_Exercise requirements_.
Can you present the lines below as a numbered list, starting at the line that contains "instance of the sky" and ending at the line that contains "x=400 y=455", with both of those lines included and any blank lines left out?

───── Provided data

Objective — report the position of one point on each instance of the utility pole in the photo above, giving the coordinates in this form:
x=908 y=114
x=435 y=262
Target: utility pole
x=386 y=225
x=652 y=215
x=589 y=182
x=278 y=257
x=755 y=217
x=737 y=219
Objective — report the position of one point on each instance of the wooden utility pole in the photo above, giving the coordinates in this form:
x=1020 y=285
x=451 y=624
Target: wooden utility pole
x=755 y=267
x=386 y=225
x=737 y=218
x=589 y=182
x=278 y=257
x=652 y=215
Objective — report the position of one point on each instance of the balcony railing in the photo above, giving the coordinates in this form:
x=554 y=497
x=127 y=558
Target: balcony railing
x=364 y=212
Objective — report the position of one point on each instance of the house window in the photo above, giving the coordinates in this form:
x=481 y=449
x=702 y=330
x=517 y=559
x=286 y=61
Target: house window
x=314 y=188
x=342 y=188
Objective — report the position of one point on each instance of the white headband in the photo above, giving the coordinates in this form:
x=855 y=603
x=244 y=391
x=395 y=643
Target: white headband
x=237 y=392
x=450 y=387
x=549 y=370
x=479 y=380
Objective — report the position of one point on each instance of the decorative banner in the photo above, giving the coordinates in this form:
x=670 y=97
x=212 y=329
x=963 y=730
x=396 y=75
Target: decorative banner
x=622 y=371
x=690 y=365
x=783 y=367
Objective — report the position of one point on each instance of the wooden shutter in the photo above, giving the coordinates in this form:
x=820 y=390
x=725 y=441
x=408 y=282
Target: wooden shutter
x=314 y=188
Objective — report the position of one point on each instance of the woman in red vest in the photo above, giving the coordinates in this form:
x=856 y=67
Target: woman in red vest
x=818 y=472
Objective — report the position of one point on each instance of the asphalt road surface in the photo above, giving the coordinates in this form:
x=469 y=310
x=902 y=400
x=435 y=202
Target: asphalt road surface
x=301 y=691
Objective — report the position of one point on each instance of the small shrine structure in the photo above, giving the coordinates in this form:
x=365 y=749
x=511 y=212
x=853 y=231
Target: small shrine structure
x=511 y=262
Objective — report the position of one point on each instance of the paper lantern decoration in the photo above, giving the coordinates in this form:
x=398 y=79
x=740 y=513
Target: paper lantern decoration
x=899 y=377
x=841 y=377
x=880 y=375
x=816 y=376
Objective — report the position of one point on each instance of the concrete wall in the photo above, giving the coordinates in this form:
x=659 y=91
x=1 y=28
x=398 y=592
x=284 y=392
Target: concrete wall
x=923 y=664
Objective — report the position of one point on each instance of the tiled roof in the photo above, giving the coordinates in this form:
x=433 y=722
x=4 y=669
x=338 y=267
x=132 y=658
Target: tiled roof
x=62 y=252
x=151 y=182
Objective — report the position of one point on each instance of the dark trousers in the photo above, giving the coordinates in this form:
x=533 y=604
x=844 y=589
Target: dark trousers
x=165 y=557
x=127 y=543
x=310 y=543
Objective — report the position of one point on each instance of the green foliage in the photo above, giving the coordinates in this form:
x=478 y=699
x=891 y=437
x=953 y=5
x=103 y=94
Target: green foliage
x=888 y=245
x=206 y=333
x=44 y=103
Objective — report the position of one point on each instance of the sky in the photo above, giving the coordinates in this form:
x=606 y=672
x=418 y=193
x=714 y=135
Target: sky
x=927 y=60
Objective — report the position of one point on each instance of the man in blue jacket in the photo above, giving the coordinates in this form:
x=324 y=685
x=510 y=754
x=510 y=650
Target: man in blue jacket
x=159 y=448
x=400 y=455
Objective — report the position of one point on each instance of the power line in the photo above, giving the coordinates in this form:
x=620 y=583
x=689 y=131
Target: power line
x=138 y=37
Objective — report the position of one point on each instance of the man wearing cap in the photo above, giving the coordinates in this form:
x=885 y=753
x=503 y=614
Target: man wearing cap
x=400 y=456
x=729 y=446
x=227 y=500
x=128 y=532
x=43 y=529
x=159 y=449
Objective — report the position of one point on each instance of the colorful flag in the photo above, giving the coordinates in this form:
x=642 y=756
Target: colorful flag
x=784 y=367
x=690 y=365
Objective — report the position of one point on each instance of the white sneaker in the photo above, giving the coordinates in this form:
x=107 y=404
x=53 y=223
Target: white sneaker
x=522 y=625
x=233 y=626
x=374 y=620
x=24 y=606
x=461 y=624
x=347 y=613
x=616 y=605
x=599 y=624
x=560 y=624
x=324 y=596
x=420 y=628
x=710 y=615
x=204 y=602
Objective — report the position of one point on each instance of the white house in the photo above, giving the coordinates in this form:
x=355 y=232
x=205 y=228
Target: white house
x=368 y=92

──────────

_Reply to the exercise_.
1. Objective — report the position of one point on each instance of the sky in the photo above, giving the coordinates in this form:
2. x=606 y=672
3. x=418 y=193
4. x=714 y=135
5. Target: sky
6. x=927 y=60
7. Objective — report the position of one point on each instance of the man in blue jacket in the photo above, giving the coordinates in this form:
8. x=324 y=685
9. x=510 y=754
10. x=510 y=650
11. Target: man in blue jacket
12. x=159 y=448
13. x=400 y=455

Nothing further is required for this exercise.